> [原文抜粋]

+ + + + + + +

忘れられない、気になってしまう過去の中に入り込むことで新しい現実は開けていく

 忘れられないほど印象的な人がいることは素晴らしい。しかし、忘れられなくて、他の人のことを感じられなくなるのなら、それは苦しい。その過去の人が自分の感情の動きを止めてしまっているような感じがする。
 

 もう何年も前、別のバーで、いつ会っても同じ恋愛の話をしてくる女性がいた。僕だけでなく、他のお客さんと話しているときも彼女はまたその同じ恋愛の話をしていた。そのときは、同じ話をし続ける彼女を面白いと思って、いつも初めて聞くような感じで耳を傾けていた。
 
 彼女の話には、彼女の想いがなかなか率直に表現されていなかった。繰り返し語る姿に想いは溢れているのだが、語りの中には想いはなく、ただ事実を述べるだけであった。彼女の話は、過去の恋人との面白かった話、してもらって嬉しかった話で構成されていた。
 

いなくなった人への想いから見出されるもの

 もう自分の周りにいなくなった人々に対する想いとはなんだろうか。僕はいつも「分かってもらいたかった」ではないかと思う。自分自身に、彼らに何を分かってもらいたかったのかを問いかければ、彼女の繰り返される物語にも新しい展開が訪れたのではないか。
 
 そう問いかけることは苦しい。美化された想い出を汚すことになりかねない。惨めな自分、勘違いをしていた自分をそこに発見してしまうことになるだろう。しかし、美化された想い出の中に生きることが、新しい現実と出会うことを妨げるのではないだろうかと思う。

+ + + + + + +

> [課題一覧]
a – 忘れられない過去についての文章を、2文で要約してください。
b – 忘れられない過去についての文章を、最後の文の後から書き継いでください。
記録はこの作業では参照しなくてかまいません。

+ + + + + + +

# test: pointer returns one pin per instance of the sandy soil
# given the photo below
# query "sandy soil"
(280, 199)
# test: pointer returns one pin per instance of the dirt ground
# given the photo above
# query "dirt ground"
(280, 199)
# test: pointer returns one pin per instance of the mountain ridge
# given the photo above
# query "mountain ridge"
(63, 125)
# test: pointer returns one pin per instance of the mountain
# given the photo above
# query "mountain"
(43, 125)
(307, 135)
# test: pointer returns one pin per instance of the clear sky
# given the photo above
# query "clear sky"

+ + + + + + +

> [解答]
a – 忘れられない過去の人が感情の動きを止めてしまうことがあり、筆者はかつてバーで、過去の恋人との同じ話を想いを表さずに事実だけで繰り返し語る女性に会っていた。筆者はいなくなった人への想いを「分かってもらいたかった」ではないかと考え、何を分かってもらいたかったのかを問うことは美化された想い出を汚しかねず苦しいが、美化された想い出の中に生きることは新しい現実との出会いを妨げるのではないかと述べている。

b –
 うまくいかなかったことを思い出すとき、どうやったら相手に好かれただろうかとか、どうして相手は自分のことを好きになってくれなかったのだろうかと考えると、思い悩み続けることになる。そうではなく、自分の中の、素直な、腹の底から絞り出すような、「こうして欲しかった」と相手に対して思っていたことが見出せたとき、ようやくその棲み着いた相手と対話ができるようになる。相手はこう言うだろう。「そうかもしれないけど、私はこうして欲しかったのよ、こう思っていたのよ」と。
 
 それに対して「あぁそうだったのか」と見過ごしていたものを見つけられたとき、思い出されるたびに自分を苦しめていたその人は静かに穏やかに自分の中に居続けることになるだろう。それは、出会った人によって触発された自分の知らなかった自分の一部分に過ぎなかったのだ。自分自身はそうして出会った人たちの影響によって新たに見出され続けながら存在している。
 
 しかし、それは自分自身の話である。バーでの他人の話は黙って聞いている。美化された想い出か、新しい現実か、どちらを選ぶのかは本人が決めることだから、そこに口を挟むのは無粋だと思う。おそらく自分も、美化された想い出の中に生きながら、稀に新しい現実を見出しながら、生きているであろうから。